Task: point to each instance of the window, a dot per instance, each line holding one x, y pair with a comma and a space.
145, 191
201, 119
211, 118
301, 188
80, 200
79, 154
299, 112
************
**Task directions**
Copy every line of the records above verbatim, with nothing added or changed.

**The output**
Task: point to each instance of the window, a dot per instance, each line holding one x, y pair with a comma and a space.
145, 191
201, 119
211, 118
301, 188
80, 200
79, 154
299, 112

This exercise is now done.